Дмитрий Гулиа | страница 95
Когониа решил свое образование продолжить в Москве. Отец рассказывал дома (он любил передавать все самое значительное, случившееся за день), что встретил Иуа. Тот отплывал на пароходе в Туапсе.
Отец задержал его руку в своей и почему-то сказал:
— Иуа, нас очень мало. Побереги себя. Ради нас.
— Спасибо, Дмитрий Иосифович, я постараюсь. Но Гулиа не хотелось расставаться так скоро.
— Я это говорю серьезно. Ты молод и, возможно, недостаточно внимательно слушаешь меня.
Когониа запротестовал.
— Я хочу, — продолжал Гулиа, — чтобы ты запомнил следующее: ты уже не принадлежишь себе. Ты взял большие обязательства перед своим народом. Главное — береги себя.
Иуа обещал.

____

• ЧТО НУЖНО СДЕЛАТЬ:
a – Перепишите без изменений часть отрывка: всё начиная со слов «Отец задержал его» и вплоть до слов «Иуа обещал.» включительно.
b – Изложите короче абзац отрывка, который начинается словами «Когониа решил свое образование», сохранив его основные факты.
c – Выпишите из отрывка все реплики Гулиа, переданные прямой речью, в порядке их следования.

• ПРЕДСТАВЛЕННЫЕ МАТЕРИАЛЫ:
____

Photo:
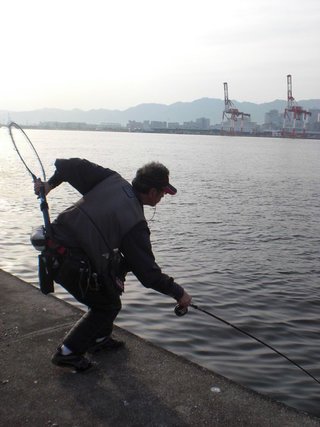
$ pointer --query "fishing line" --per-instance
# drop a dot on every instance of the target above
(179, 311)
(28, 155)
(19, 139)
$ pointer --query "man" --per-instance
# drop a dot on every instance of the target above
(97, 241)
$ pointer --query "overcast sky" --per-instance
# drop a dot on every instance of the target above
(119, 53)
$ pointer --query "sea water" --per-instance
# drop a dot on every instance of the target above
(242, 235)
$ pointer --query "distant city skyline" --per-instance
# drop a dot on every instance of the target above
(118, 54)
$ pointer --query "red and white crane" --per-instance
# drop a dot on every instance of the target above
(230, 113)
(293, 112)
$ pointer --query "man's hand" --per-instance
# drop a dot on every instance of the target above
(38, 184)
(185, 300)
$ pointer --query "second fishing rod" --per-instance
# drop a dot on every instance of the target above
(181, 311)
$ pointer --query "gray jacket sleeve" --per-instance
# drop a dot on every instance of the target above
(137, 250)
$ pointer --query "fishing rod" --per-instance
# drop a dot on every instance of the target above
(24, 147)
(32, 162)
(181, 311)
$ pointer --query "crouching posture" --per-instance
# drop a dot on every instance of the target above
(97, 241)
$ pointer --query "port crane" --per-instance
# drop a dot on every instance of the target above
(230, 113)
(293, 112)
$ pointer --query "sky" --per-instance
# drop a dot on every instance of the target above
(116, 54)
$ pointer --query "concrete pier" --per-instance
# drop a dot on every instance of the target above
(142, 385)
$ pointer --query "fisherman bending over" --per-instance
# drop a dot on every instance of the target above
(97, 241)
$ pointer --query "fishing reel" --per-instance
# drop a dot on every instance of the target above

____

• ОТВЕТЫ К ЗАДАНИЯМ:
a –
Отец задержал его руку в своей и почему-то сказал:
— Иуа, нас очень мало. Побереги себя. Ради нас.
— Спасибо, Дмитрий Иосифович, я постараюсь. Но Гулиа не хотелось расставаться так скоро.
— Я это говорю серьезно. Ты молод и, возможно, недостаточно внимательно слушаешь меня.
Когониа запротестовал.
— Я хочу, — продолжал Гулиа, — чтобы ты запомнил следующее: ты уже не принадлежишь себе. Ты взял большие обязательства перед своим народом. Главное — береги себя.
Иуа обещал.

b – Когониа решил продолжить образование в Москве. Отец, любивший рассказывать дома о самом значительном за день, сообщил, что встретил Иуа, который отплывал на пароходе в Туапсе.

c –
1. «Иуа, нас очень мало. Побереги себя. Ради нас.»
2. «Я это говорю серьезно. Ты молод и, возможно, недостаточно внимательно слушаешь меня.»
3. «Я хочу, — продолжал Гулиа, — чтобы ты запомнил следующее: ты уже не принадлежишь себе. Ты взял большие обязательства перед своим народом. Главное — береги себя.»